WHAT TO PRODUCE: Please rewrite the items below, replacing "bare tree trunk" with "leafless tree trunk" everywhere and changing nothing else. Leave out the pictures.

INPUT MATERIAL:
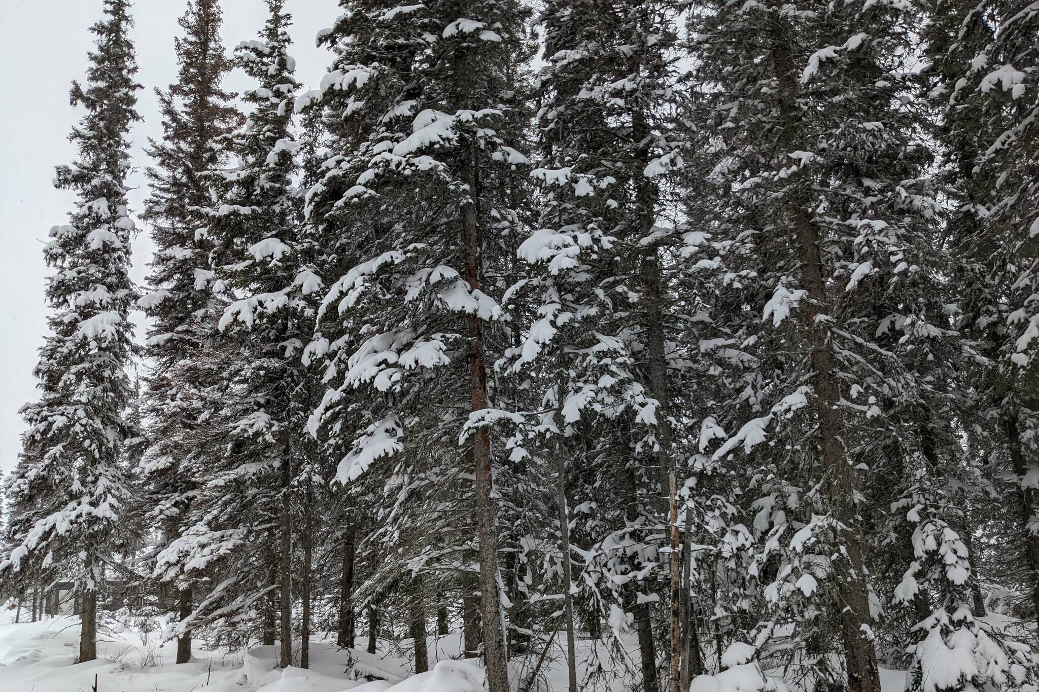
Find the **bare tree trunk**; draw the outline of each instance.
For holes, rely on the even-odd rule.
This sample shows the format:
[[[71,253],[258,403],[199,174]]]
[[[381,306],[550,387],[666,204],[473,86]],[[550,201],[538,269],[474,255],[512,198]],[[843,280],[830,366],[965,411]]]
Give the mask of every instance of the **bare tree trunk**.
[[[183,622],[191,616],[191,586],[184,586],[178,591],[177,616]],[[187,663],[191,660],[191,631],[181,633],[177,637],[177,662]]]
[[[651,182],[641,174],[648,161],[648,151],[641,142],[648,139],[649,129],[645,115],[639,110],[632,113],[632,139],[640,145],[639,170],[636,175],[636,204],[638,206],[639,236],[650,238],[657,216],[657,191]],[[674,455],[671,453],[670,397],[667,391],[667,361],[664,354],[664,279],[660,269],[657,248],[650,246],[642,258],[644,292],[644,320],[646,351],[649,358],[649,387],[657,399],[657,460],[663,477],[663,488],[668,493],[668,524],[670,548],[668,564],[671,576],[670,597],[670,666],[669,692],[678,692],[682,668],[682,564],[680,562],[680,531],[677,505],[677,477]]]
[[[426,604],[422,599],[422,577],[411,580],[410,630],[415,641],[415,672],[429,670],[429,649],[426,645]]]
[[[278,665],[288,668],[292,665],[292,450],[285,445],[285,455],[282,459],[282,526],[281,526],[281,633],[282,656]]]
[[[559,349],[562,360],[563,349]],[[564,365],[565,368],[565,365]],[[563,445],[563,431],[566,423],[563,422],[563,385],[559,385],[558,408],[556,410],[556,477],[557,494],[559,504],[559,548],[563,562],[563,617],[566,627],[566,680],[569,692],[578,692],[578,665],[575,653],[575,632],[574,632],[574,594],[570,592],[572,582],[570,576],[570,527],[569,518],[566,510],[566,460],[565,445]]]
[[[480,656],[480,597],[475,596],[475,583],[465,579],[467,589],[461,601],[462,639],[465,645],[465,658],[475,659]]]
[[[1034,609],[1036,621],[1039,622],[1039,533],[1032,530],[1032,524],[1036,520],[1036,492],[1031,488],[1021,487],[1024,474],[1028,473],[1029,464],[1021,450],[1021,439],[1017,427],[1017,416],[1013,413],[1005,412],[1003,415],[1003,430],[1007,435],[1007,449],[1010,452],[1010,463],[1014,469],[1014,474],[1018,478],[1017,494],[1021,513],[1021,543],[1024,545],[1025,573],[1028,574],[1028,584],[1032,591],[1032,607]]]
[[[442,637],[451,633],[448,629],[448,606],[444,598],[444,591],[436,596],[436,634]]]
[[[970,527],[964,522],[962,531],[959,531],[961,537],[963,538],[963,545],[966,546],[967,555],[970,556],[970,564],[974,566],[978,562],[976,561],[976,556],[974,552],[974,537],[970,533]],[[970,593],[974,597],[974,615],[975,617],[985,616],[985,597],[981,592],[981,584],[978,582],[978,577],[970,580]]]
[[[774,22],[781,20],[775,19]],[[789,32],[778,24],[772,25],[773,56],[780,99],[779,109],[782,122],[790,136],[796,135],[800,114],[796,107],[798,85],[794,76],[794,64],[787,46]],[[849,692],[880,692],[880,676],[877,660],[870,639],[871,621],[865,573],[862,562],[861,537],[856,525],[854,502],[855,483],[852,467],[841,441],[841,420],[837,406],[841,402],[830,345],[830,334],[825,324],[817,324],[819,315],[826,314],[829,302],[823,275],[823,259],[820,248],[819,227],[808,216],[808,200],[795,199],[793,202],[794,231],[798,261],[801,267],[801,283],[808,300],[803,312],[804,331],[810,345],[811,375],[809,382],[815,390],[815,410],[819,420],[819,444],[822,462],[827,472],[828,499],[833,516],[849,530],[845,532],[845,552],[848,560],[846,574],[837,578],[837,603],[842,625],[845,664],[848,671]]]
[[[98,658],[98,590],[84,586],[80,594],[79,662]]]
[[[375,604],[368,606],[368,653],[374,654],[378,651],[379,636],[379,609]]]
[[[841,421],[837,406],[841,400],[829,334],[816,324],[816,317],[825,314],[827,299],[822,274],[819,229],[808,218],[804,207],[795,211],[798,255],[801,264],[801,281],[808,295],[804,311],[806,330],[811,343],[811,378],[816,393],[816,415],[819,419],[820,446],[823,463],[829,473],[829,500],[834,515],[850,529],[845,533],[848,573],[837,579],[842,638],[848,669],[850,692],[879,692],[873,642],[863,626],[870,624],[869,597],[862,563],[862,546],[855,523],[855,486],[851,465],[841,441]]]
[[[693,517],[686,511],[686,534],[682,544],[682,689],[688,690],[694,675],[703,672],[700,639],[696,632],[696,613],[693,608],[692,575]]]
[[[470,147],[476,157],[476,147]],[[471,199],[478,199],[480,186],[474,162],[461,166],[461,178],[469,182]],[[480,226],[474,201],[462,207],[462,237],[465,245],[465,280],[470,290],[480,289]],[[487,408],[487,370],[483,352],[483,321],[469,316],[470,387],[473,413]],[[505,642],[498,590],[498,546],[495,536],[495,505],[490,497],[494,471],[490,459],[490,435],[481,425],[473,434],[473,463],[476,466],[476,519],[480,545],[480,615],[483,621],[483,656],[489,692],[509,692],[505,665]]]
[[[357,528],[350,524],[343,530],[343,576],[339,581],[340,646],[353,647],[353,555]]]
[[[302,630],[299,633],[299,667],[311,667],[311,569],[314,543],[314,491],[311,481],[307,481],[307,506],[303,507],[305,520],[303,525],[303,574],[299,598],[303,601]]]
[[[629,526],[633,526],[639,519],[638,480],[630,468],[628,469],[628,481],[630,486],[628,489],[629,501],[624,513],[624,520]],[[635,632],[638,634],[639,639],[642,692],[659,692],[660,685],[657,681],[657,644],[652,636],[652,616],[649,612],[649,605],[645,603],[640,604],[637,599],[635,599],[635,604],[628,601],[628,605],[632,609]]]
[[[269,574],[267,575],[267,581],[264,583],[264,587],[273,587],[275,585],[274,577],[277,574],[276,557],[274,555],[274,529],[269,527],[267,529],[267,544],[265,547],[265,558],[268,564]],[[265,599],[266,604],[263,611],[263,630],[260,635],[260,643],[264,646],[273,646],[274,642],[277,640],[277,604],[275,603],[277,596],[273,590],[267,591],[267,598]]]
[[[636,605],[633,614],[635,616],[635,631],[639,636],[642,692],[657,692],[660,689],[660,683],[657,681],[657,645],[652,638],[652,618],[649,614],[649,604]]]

FULL RESPONSE:
Find the **leafless tree trunk**; draw the outline of each instance.
For holes, rely on the even-odd rule.
This sample shows the format:
[[[71,253],[258,403],[199,174]]]
[[[381,306],[550,387],[666,204],[473,86]],[[550,201],[538,269],[474,255],[512,198]],[[843,280],[830,366],[965,411]]]
Give the mask of every instance of the **leafless tree trunk**.
[[[183,622],[191,616],[191,586],[184,586],[178,591],[177,616]],[[187,663],[191,660],[191,631],[181,633],[177,637],[177,662]]]
[[[651,182],[641,174],[648,161],[648,151],[641,142],[648,139],[649,129],[645,115],[639,110],[632,113],[632,139],[640,145],[639,170],[636,175],[636,204],[638,206],[639,236],[650,238],[657,216],[657,191]],[[674,455],[671,453],[670,397],[667,391],[667,361],[664,354],[664,279],[660,269],[657,248],[650,246],[642,258],[644,292],[644,320],[646,351],[649,358],[649,387],[657,399],[657,460],[663,477],[663,488],[668,493],[668,524],[670,548],[668,564],[671,576],[670,597],[670,666],[669,692],[678,692],[682,668],[682,564],[680,562],[680,531],[677,505],[677,477]]]
[[[426,604],[422,599],[422,577],[411,580],[410,630],[415,641],[415,672],[429,670],[429,649],[426,645]]]
[[[278,665],[288,668],[292,665],[292,450],[285,445],[285,455],[282,459],[282,526],[281,526],[281,633],[282,656]]]
[[[559,349],[562,360],[563,349]],[[564,365],[565,368],[565,365]],[[563,445],[563,431],[566,423],[563,422],[563,385],[559,385],[558,408],[556,410],[556,477],[557,494],[559,504],[559,548],[563,562],[563,617],[566,627],[566,680],[569,692],[578,692],[578,665],[575,653],[575,632],[574,632],[574,594],[570,592],[572,582],[570,576],[570,527],[569,518],[566,510],[566,460],[565,445]]]
[[[480,656],[480,597],[475,596],[475,583],[465,579],[467,589],[461,601],[462,639],[465,645],[465,658],[475,659]]]
[[[1034,609],[1036,621],[1039,622],[1039,533],[1032,530],[1032,524],[1036,520],[1036,492],[1031,488],[1021,487],[1024,474],[1028,473],[1029,464],[1021,450],[1021,439],[1017,427],[1017,416],[1013,413],[1005,412],[1003,415],[1003,430],[1007,435],[1007,449],[1010,452],[1010,463],[1014,469],[1014,474],[1018,478],[1017,494],[1021,513],[1021,543],[1024,545],[1025,573],[1028,574],[1028,584],[1032,591],[1032,607]]]
[[[442,637],[451,633],[448,629],[448,606],[444,598],[444,591],[436,596],[436,634]]]
[[[970,527],[964,522],[962,531],[959,531],[961,537],[963,538],[963,545],[966,546],[967,555],[970,556],[970,564],[974,566],[978,562],[976,561],[976,556],[974,552],[974,537],[970,533]],[[970,593],[974,597],[974,615],[975,617],[985,616],[985,597],[981,592],[981,584],[978,582],[978,577],[970,580]]]
[[[774,22],[781,20],[775,19]],[[789,32],[778,24],[772,25],[773,56],[780,99],[779,109],[782,122],[790,136],[796,135],[800,114],[796,107],[798,85],[794,76],[794,64],[787,46]],[[849,692],[880,692],[880,676],[877,660],[870,639],[871,621],[865,573],[862,562],[861,537],[856,525],[854,502],[855,483],[852,467],[841,441],[841,420],[837,406],[841,402],[830,345],[830,334],[825,324],[817,324],[819,315],[826,314],[829,302],[823,275],[823,259],[820,248],[819,227],[808,216],[808,200],[795,199],[793,202],[794,231],[798,261],[801,267],[801,283],[808,300],[803,312],[804,331],[810,345],[811,375],[809,382],[815,390],[815,410],[819,420],[819,444],[822,462],[827,472],[828,499],[833,516],[849,530],[845,532],[845,552],[848,560],[846,574],[837,578],[837,603],[842,625],[845,664],[848,671]]]
[[[98,658],[98,590],[84,586],[80,594],[79,662]]]
[[[375,604],[368,606],[368,653],[374,654],[378,651],[379,636],[379,609]]]
[[[841,421],[837,406],[841,400],[829,334],[816,324],[816,317],[825,314],[827,299],[822,274],[819,229],[808,218],[804,207],[795,211],[798,255],[801,264],[801,281],[808,295],[804,311],[806,330],[811,343],[811,378],[816,393],[816,415],[819,419],[820,446],[823,463],[829,473],[829,500],[834,515],[850,529],[845,533],[848,573],[837,579],[842,638],[848,669],[850,692],[879,692],[873,642],[863,626],[870,624],[869,597],[862,563],[862,546],[855,523],[855,486],[851,465],[841,441]]]
[[[693,517],[686,511],[686,534],[682,544],[682,689],[688,690],[694,675],[703,672],[700,639],[696,632],[696,613],[693,608],[692,575]]]
[[[470,147],[476,157],[476,147]],[[471,199],[478,199],[480,186],[474,162],[461,166],[461,178],[469,182]],[[480,226],[474,201],[462,207],[462,237],[465,245],[465,280],[470,290],[480,289]],[[487,408],[487,370],[483,352],[483,321],[469,316],[470,387],[473,413]],[[505,642],[498,590],[498,546],[495,536],[495,505],[490,497],[494,471],[490,459],[490,435],[481,425],[473,434],[473,463],[476,466],[476,519],[480,545],[480,615],[483,621],[483,656],[489,692],[509,692],[505,665]]]
[[[357,528],[350,524],[343,530],[343,576],[339,581],[340,646],[353,647],[353,555]]]
[[[302,630],[299,633],[299,667],[311,667],[311,569],[314,543],[314,491],[311,481],[307,481],[307,506],[303,507],[305,520],[303,525],[303,574],[299,598],[303,601]]]
[[[629,526],[633,526],[639,519],[638,480],[630,468],[628,469],[628,481],[630,486],[628,489],[629,501],[624,513],[624,520]],[[635,632],[638,634],[639,639],[642,692],[659,692],[660,685],[657,681],[657,644],[652,636],[652,616],[649,612],[649,605],[645,603],[640,604],[637,599],[635,599],[635,604],[628,601],[628,605],[632,609]]]
[[[269,574],[267,575],[267,581],[264,583],[264,587],[273,587],[275,585],[274,577],[277,574],[276,557],[274,555],[274,529],[269,527],[267,529],[267,544],[265,547],[265,558],[268,564]],[[265,599],[266,604],[263,611],[263,630],[260,635],[260,643],[264,646],[273,646],[274,642],[277,640],[277,604],[275,603],[277,596],[273,590],[267,591],[267,598]]]
[[[636,605],[633,614],[635,616],[635,631],[639,636],[642,692],[657,692],[660,689],[660,683],[657,681],[657,645],[652,638],[652,618],[649,614],[649,604]]]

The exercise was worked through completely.